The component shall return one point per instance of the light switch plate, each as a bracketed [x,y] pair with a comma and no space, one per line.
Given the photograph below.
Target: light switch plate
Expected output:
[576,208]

AIM OF THE TASK: All of the material needs to be reproduced exactly as it reads.

SOLUTION TO THIS PROBLEM:
The component shall return one point per instance of the light switch plate, each as a bracketed [x,y] pair with a comma and no space, one per line.
Given the photograph below.
Target: light switch plate
Expected output:
[576,208]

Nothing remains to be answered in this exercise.